#### Problem to solve:
Please return each line of the listing below exactly as written.

#### Dataset:
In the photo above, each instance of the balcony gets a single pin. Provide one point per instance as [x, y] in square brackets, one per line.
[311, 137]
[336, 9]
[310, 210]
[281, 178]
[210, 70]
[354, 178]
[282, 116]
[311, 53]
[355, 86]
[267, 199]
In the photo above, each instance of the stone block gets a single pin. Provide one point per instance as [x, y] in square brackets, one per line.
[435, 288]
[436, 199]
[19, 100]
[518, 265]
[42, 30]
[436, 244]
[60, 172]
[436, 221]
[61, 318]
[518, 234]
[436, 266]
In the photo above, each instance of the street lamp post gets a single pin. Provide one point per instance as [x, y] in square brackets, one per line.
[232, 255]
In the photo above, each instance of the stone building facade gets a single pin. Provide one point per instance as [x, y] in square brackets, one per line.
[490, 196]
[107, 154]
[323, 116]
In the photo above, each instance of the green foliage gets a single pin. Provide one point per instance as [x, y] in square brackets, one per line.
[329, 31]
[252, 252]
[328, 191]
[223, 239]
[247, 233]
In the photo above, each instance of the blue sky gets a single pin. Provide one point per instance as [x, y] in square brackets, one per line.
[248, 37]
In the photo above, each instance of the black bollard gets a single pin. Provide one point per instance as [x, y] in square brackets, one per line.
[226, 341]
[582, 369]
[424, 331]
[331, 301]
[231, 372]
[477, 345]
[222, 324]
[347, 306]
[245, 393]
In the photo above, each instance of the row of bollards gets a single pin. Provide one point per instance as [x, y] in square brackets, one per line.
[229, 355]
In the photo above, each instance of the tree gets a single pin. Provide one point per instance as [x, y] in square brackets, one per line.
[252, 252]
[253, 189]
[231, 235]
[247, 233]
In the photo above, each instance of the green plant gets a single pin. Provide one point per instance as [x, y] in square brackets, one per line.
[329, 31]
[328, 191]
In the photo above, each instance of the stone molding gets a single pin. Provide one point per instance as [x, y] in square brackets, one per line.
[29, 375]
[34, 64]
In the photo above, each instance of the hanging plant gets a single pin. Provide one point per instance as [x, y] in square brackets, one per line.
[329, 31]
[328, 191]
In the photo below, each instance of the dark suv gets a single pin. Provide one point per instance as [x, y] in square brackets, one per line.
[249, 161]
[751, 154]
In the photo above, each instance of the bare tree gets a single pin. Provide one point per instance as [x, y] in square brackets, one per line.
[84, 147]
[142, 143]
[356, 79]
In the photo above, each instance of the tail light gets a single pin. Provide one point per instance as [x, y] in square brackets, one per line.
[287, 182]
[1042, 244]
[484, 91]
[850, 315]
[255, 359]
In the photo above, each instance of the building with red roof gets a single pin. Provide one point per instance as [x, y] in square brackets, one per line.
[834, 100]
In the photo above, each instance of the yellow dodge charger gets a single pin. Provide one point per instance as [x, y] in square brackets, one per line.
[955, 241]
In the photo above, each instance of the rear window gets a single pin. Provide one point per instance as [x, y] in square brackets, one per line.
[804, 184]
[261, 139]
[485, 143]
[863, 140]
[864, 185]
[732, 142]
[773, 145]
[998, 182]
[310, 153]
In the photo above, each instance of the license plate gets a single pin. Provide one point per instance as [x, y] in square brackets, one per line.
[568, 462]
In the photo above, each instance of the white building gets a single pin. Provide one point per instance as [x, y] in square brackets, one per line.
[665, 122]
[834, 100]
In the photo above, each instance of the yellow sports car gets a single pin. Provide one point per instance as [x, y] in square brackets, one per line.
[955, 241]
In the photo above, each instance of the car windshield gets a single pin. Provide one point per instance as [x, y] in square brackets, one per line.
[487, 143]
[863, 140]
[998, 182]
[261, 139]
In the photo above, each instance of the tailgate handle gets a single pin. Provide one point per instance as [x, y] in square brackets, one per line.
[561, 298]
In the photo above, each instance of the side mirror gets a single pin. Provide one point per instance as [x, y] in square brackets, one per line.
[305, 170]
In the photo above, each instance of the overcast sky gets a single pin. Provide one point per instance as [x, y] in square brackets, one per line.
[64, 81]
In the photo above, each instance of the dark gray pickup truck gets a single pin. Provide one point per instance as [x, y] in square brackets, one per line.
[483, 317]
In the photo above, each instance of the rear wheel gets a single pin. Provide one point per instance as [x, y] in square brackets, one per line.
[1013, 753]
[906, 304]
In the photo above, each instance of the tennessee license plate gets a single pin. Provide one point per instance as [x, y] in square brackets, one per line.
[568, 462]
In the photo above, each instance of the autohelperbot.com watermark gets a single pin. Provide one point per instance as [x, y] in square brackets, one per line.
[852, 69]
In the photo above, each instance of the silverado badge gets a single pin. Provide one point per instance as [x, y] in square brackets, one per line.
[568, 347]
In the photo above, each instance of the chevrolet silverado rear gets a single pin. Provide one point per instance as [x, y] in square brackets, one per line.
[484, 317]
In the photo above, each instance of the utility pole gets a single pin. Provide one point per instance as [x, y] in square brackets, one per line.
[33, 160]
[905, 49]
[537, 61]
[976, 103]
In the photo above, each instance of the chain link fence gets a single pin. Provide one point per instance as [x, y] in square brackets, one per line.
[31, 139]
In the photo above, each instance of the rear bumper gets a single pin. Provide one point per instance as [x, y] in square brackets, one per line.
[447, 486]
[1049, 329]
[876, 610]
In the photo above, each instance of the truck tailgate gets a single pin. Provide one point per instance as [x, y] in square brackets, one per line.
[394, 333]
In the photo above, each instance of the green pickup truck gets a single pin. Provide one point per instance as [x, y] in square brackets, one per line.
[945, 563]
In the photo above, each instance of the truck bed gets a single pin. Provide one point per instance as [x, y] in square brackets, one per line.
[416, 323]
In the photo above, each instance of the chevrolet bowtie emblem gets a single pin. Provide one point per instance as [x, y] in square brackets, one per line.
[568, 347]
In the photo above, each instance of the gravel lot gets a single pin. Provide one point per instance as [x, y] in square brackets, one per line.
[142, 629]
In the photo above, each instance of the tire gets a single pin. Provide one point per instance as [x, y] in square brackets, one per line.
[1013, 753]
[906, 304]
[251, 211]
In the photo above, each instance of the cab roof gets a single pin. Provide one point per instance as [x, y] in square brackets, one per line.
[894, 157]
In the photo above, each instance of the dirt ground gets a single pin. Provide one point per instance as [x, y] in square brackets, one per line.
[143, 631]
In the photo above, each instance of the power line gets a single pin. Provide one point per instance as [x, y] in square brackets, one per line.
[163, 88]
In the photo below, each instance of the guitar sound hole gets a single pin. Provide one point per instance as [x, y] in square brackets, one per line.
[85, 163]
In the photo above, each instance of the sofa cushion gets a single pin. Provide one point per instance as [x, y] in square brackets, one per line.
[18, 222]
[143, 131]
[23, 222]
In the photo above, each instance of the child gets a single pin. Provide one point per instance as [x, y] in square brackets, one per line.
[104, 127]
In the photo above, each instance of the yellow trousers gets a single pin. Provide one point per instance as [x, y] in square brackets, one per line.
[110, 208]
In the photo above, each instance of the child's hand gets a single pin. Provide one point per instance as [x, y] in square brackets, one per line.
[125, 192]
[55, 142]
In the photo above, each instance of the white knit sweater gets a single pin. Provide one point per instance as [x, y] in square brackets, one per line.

#### Completed exercise:
In the photo above, each instance of the balcony gets a single pin. Provide one point per instance as [x, y] in square brackets, one per line.
[311, 137]
[336, 9]
[310, 210]
[281, 178]
[210, 70]
[354, 178]
[282, 116]
[311, 53]
[355, 86]
[267, 199]
In the photo above, each instance of the stone block gets a single pin. Provide one point per instance as [x, y] in square brackets, one per line.
[435, 288]
[436, 199]
[19, 100]
[518, 265]
[42, 30]
[436, 244]
[60, 172]
[436, 221]
[61, 318]
[518, 234]
[436, 266]
In the photo above, each instance of the street lamp post gets a single pin. Provide one point per instance as [x, y] in square brackets, one per line.
[232, 255]
In the photo above, each instance of the stone building facade gets a single pin. Provide one point per instance as [x, y] in square brackets, one per line.
[490, 196]
[107, 154]
[323, 116]
In the photo above, each instance of the green foliage gets a single pin. Provide one point per instance as [x, y] in square brackets, one per line.
[329, 31]
[252, 252]
[328, 191]
[223, 239]
[247, 233]
In the photo above, each instance of the blue sky gets a single pin. Provide one point per instance as [x, y] in square brackets, one per line.
[248, 37]
In the photo above, each instance of the black bollard gets a single pin. Provide one point per instance as [x, y] in square brackets, one per line.
[226, 341]
[582, 369]
[424, 331]
[331, 301]
[231, 372]
[477, 345]
[222, 324]
[347, 306]
[245, 393]
In the photo above, each instance of the row of bollards gets a single pin. Provide one point per instance as [x, y] in square brackets, one per line.
[229, 355]
In the photo above, each instance of the tree gets a single pin. Provide one point per instance as [x, y] in square brackets, one per line.
[252, 252]
[253, 189]
[231, 235]
[247, 233]
In the photo above, each instance of the green plant gets a single pin. Provide one point per instance as [x, y] in square brackets, one per line.
[329, 31]
[328, 191]
In the photo above, each instance of the stone molding gets a single pin. Provide one point per instance as [x, y] in square brackets, one per line.
[29, 375]
[34, 64]
In the photo above, each instance of the hanging plant gets a single pin. Provide one point per instance as [x, y] in square brackets, one per line.
[329, 31]
[328, 191]
In the photo below, each instance of the dark suv gets a single pin. Provide one point per instance as [x, y] in square brackets, one per line.
[249, 161]
[751, 154]
In the photo above, each instance of the bare tree gets a single pin. Provide one point per instance as [x, y] in square brackets, one per line.
[84, 147]
[142, 143]
[356, 79]
In the photo above, each instance of the tail light gets a single pin. Provide one point per instance as [x, y] in square brackets, one per line.
[287, 182]
[1042, 244]
[484, 91]
[850, 315]
[255, 359]
In the photo above, each instance of the building with red roof gets a single pin. Provide one point per instance as [x, y] in square brackets, one per line.
[834, 100]
In the photo above, each instance of the yellow dodge charger gets a single pin. Provide one point per instance as [x, y] in square brackets, one per line.
[955, 241]
In the photo above, each instance of the rear window gets a single pin. Provide one point per instance as [x, y] in square brackets, one per line.
[804, 184]
[261, 139]
[485, 143]
[863, 140]
[864, 185]
[732, 142]
[773, 145]
[998, 182]
[310, 153]
In the photo above, each instance of the license plate gets a single pin. Provide one point per instance as [x, y] in square brackets, one per line.
[568, 462]
In the photo above, each instance of the white building gets a single pin. Provide one point per instance as [x, y] in square brackets, one per line.
[665, 122]
[834, 100]
In the photo above, each instance of the yellow sports car gets a single pin. Provide one point per instance as [x, y] in square brackets, one per line.
[955, 241]
In the photo above, each instance of the car windshield gets a single pin. Provide one point per instance as [x, y] in square brackets, one per line.
[487, 143]
[863, 140]
[998, 182]
[261, 139]
In the photo above, each instance of the tailgate handle gets a single pin. Provide one point per instance as [x, y] in square brackets, one per line.
[561, 298]
In the photo above, each instance of the side mirror gets a single pin. Provide one point per instance as [x, y] in square brackets, one per line.
[305, 170]
In the photo above, each instance of the overcast sky gets a single pin. Provide one point per instance as [x, y] in square brackets, one per line.
[64, 81]
In the photo above, each instance of the dark gray pickup truck gets a single pin. Provide one point per instance as [x, y] in square brackets, one per line.
[483, 317]
In the photo above, each instance of the rear wheel gets a single pin. Provide one point per instance as [x, y] in square brackets, one per line.
[1013, 753]
[906, 304]
In the photo above, each instance of the tennessee license plate gets a single pin. Provide one point per instance as [x, y] in square brackets, one per line.
[568, 462]
In the photo above, each instance of the autohelperbot.com watermark gets a single pin. Provide one point per instance as [x, y] in square brackets, one per line.
[852, 69]
In the photo above, each instance of the silverado badge gets a single pin. Provide one point per instance as [x, y] in square brackets, one per line.
[568, 347]
In the photo above, each instance of the chevrolet silverado rear gets a single pin. Provide one point per instance as [x, y] in square brackets, one per line.
[484, 317]
In the photo above, each instance of the utility pole gets a single pin. Provide one point per instance as [x, y] in square brackets, one per line.
[33, 160]
[905, 49]
[537, 61]
[976, 103]
In the photo above, each instance of the chain link fence gets a single pin. Provide one point per instance as [x, y] in square brackets, one per line.
[31, 139]
In the photo above, each instance of the rear bumper gets a single pin. Provide one point per instance as [x, y] in square brackets, one per line.
[447, 486]
[1049, 329]
[876, 610]
In the photo above, each instance of the truck tailgate gets a single pin. Provide one point per instance as [x, y] in square brackets, one per line.
[394, 333]
In the photo above, each instance of the green pickup truck gets a single pin. Provide one point per instance as [x, y] in square brackets, one per line.
[945, 563]
In the photo above, each instance of the truck bed gets a single pin. Provide one point per instance as [x, y] in square brackets, one per line.
[416, 323]
In the photo above, each instance of the chevrolet bowtie emblem gets a single pin. Provide one point per instance as [x, y] in square brackets, one per line.
[568, 347]
In the photo above, each instance of the gravel lot gets a single pin. Provide one point per instance as [x, y] in square brackets, one per line.
[142, 629]
In the photo above, each instance of the tire gets a single pin. Provide one point per instance as [x, y] in square brackets, one per line.
[1013, 753]
[906, 304]
[251, 211]
In the photo above, each instance of the cab roof gets a single pin. Provide one point per instance as [x, y] in square brackets, one per line.
[894, 157]
In the photo above, each instance of the dirt ground gets a single pin. Provide one point per instance as [x, y] in square brackets, one per line.
[143, 631]
In the photo above, each instance of the power line gets a single pin. Provide one point per instance as [x, y] in square brackets, one per line.
[163, 88]
In the photo below, each instance of the guitar sound hole gets a single pin. Provide one point per instance as [x, y] in square brackets, one per line.
[85, 163]
In the photo above, each instance of the sofa cushion gets a single pin. Provide one point per instance as [x, y] in square brackets, one per line.
[18, 222]
[143, 131]
[23, 222]
In the photo above, each instance of the child gets a single pin. Provide one point per instance as [x, y] in square brackets, one per line.
[104, 127]
In the photo above, each instance of the yellow trousers gets a single pin. Provide one point per instance as [x, y] in square brackets, one per line.
[110, 208]
In the photo above, each instance of the child's hand gets a single pin. Provide one point per instance as [x, y] in square brackets, one per line.
[125, 192]
[55, 142]
In the photo above, each instance of the white knit sweater gets a single pin. Provide one point per instance as [x, y] in square brackets, one per line.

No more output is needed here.